(Text passage Opens)
Title: Why Costco is Cheaper than Amazon
Membership (that is the money maker), big stores (long walks, deal hunting), few products (quality, quantity)
Title: Onderzoekers willen mensen in een vegetatieve toestand met psychedelica behandelen (Dutch)
A percentage of people in a vegetative state does respond to stimuli (in their mind), what happens if we give them psilocybin. The idea would be that psychedelics increase the complexity (entropy) for the brain, and so maybe more consciousness.
“Scott and Carhart-Harris want to start slowly, with healthy people anesthetized from sleep, to see how psilocybin influences consciousness and brain complexity in those states. If the results are promising, and the study design is appropriate and safe enough, they will also apply it to people with a consciousness disorder.”
Title: PTSS-patiënten krijgen partydrug mdma als medicijn (Dutch)
First test of eight veterans in The Netherlands with MDMA. They say that 83% of PTSD patients recover (and if I remember correctly, that is with a group that was treatment-resistant).
Title: 16 Minutes on the News #11: CRISPR! Policy, Platform, Trials
Summary of the news (not research) on CRISPR. Nothing much new, but some regulation on CRISPR and ideas about how to use it for good/change. Some self-regulation also around not germline editing, yet!
Title: New CRISPR genome editing system offers a wide range of versatility in human cells
““Prime editing” combines two key proteins and a new RNA to make targeted insertions, deletions, and all possible single-letter changes in the DNA of human cells.”
They combined CRISPR-Cas9 and reverse transcriptase to make better edits to our genome.
“… and has the potential to correct up to 89 percent of known disease-causing genetic variations.”
The technique is being made available for free (for research).
Title: Earth’s rocks can absorb a shocking amount of carbon: here’s how
We are carbon (18%), trees are carbon (80%?), but what if most of the carbon is underground?
“life, in the form of microbes and bacteria, thrives miles beneath our feet in such abundance that its total carbon mass is up to 400 times greater than all 7.7 billion of the humans on the surface. That one of Earth’s largest ecosystems lies deep inside the planet is just one of the many discoveries from the decade-long Deep Carbon Observatory (DCO) project that brought together 1,200 researchers from 55 nations to explore the internal workings of our planet.”
“In the next 20 to 40 years CO2 emissions from fossil fuels have to be eliminated and large amounts of CO2 already in the atmosphere need to be removed to prevent very dangerous levels of global warming.” – Or put more back in than we put out? Innovation?
“Experiments pumping carbon-rich fluids into the ophiolite rock formation show that carbonate minerals form very rapidly. That could potentially remove billions of tons of CO2 from the atmosphere, though it would be a huge project and very different for Oman, which is dependent on its oil revenues, he says.”
“Diamonds also provided DCO researchers with evidence that the deep earth has more water—mostly locked up within the crystals of minerals as ions rather than liquid water—than all of the world’s oceans.”
(Text passage Closes)
(Data section Opens)
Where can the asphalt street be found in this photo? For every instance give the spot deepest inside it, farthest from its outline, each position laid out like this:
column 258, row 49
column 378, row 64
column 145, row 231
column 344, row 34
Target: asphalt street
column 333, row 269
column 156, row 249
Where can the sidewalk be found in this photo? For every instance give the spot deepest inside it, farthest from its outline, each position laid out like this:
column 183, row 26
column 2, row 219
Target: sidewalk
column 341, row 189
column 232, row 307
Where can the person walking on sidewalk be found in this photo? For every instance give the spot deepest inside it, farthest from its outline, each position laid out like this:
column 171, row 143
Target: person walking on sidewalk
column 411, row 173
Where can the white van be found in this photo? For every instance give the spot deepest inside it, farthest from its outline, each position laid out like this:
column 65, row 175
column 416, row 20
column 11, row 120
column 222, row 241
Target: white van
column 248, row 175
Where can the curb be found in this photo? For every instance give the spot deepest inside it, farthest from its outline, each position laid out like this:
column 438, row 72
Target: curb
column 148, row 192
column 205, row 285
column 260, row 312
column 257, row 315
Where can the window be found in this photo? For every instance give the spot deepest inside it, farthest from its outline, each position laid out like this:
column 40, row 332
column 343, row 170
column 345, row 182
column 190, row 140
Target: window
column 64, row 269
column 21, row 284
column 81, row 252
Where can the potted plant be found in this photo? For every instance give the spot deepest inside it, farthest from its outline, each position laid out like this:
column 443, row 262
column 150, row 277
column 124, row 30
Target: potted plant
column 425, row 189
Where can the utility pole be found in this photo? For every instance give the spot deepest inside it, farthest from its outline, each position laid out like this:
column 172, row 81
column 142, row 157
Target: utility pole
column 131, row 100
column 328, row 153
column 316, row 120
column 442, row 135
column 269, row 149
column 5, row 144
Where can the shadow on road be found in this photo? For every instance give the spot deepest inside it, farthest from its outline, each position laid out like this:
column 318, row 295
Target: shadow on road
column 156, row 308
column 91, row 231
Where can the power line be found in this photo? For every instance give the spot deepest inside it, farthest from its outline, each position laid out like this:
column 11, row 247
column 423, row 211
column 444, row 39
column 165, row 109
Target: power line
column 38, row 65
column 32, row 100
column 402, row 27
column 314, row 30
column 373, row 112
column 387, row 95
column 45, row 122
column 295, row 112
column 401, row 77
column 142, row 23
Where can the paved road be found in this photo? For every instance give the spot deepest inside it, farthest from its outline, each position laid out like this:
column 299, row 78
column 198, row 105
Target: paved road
(Data section Closes)
Exercise requirements —
A – Do the following statements agree with the notes above? For each, answer yes or no and quote the deciding words. (i) The first Dutch MDMA test involved eight veterans. (ii) The prime editing technique is free for commercial use. (iii) The Deep Carbon Observatory brought together researchers from 55 nations.
B – Transcribe the part of the notes above starting with "Title: New CRISPR" and going on through "to our genome.".

Solution set —
A –
(i) Yes: "First test of eight veterans in The Netherlands with MDMA."
(ii) No: "The technique is being made available for free (for research)."
(iii) Yes: "brought together 1,200 researchers from 55 nations"

B –
Title: New CRISPR genome editing system offers a wide range of versatility in human cells
““Prime editing” combines two key proteins and a new RNA to make targeted insertions, deletions, and all possible single-letter changes in the DNA of human cells.”
They combined CRISPR-Cas9 and reverse transcriptase to make better edits to our genome.